## WORK REQUIRED
Repeat exactly the lines from the line containing "of the magenta" to the last line of the listing, including both.

## EXTRACTED DATA

— BEGIN —

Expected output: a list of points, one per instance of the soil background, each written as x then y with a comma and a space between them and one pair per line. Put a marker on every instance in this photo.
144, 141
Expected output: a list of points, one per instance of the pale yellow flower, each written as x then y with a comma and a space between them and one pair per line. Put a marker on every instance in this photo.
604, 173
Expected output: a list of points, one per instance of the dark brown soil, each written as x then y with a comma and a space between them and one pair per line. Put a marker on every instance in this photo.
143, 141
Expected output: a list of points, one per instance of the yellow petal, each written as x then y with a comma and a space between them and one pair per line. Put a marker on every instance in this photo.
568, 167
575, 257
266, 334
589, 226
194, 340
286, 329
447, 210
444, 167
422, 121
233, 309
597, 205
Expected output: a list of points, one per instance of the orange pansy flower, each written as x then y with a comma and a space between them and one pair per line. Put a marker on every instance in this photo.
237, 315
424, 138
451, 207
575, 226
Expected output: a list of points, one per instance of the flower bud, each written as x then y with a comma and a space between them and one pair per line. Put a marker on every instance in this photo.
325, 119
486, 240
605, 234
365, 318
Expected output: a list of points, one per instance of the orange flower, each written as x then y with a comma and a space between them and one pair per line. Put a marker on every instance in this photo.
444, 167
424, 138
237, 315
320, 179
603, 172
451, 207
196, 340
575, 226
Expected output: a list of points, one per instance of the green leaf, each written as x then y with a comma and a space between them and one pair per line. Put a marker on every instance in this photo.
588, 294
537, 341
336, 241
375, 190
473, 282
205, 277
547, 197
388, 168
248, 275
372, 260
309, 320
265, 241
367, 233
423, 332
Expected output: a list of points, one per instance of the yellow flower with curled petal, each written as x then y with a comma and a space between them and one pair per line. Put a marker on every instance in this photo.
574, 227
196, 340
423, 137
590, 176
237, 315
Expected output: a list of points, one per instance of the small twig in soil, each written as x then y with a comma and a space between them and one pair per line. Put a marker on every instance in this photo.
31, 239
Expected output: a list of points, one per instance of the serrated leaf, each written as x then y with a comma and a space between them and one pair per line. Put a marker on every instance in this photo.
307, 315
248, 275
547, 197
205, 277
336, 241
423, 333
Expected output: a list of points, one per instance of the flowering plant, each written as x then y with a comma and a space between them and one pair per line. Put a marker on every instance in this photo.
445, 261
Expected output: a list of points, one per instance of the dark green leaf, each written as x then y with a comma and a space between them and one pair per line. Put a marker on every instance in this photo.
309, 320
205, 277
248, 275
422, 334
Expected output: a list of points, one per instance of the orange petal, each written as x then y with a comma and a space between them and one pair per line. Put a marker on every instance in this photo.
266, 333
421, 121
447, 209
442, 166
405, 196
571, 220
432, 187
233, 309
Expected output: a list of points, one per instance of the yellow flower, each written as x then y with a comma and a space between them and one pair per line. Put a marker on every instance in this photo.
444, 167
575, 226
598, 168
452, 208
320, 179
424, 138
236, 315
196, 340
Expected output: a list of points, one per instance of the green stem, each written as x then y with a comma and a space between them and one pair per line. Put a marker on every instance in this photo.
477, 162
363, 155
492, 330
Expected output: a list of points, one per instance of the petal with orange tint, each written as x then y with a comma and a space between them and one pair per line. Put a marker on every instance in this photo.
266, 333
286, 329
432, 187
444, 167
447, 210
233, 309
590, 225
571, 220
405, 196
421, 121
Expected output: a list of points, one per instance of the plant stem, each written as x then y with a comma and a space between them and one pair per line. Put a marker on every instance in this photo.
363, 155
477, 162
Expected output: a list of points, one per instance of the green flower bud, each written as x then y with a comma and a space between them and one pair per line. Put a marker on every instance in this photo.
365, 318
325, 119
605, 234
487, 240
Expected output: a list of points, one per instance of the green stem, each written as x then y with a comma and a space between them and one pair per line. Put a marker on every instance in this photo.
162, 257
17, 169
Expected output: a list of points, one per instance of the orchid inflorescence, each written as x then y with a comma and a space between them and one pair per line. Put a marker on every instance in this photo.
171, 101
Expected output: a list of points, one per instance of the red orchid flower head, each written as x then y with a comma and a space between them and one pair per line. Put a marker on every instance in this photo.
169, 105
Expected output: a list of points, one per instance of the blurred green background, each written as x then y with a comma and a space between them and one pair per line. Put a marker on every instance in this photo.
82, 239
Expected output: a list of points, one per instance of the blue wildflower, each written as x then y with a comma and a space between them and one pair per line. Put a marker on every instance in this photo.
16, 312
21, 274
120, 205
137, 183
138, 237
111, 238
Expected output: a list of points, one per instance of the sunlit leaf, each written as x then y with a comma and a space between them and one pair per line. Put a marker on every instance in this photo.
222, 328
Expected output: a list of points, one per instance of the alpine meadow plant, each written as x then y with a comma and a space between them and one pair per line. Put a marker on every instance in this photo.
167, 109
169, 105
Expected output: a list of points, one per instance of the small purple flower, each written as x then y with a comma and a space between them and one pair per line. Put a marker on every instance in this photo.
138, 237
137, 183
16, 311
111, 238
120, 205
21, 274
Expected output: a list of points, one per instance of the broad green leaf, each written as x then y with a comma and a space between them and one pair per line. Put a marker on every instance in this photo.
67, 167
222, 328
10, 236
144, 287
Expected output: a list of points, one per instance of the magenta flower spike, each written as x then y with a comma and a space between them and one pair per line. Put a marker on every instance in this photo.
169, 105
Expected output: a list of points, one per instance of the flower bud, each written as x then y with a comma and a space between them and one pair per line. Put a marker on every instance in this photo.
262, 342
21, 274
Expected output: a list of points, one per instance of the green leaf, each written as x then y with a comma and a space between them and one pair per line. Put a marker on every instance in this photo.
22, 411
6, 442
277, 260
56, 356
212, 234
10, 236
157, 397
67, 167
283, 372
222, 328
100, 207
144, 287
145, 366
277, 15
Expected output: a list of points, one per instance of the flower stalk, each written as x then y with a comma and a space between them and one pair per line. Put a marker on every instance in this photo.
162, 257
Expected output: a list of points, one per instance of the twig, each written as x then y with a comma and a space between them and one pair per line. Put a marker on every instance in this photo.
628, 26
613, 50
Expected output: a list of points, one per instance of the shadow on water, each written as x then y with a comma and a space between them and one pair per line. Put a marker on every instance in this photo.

— END —

## RESPONSE TO THIS EXERCISE
Expected output: a list of points, one per instance of the magenta flower spike, each written as x then y with a comma and a space between them and one pair per line. Put a marker on every instance in this photo.
169, 105
Expected output: a list of points, one per instance of the flower bud, each written as x then y with a comma and a space between them and one pair per line. Put a marker on every instance in this photo.
262, 342
21, 274
Expected output: a list of points, one per instance of the green leaf, each written as x then y with a comma and a space between them and one pair per line. Put a marker on every instance in this photo.
22, 411
6, 442
277, 260
56, 356
212, 234
10, 236
157, 397
67, 167
283, 372
222, 328
100, 207
144, 287
145, 366
277, 15
Expected output: a list of points, one per instance of the flower stalk, each written as x then y with a comma and a space between them and one pair per line. Put a marker on every instance in this photo.
162, 257
Expected output: a list of points, one per instance of the twig, each written as x then y with a comma and a space between them and one pair per line. Put a marker on every instance in this photo.
628, 26
613, 50
Expected output: a list of points, one per instance of the shadow on water, each written as x then y with a comma and a space between them and one pair per line. Put a marker on every instance in this photo.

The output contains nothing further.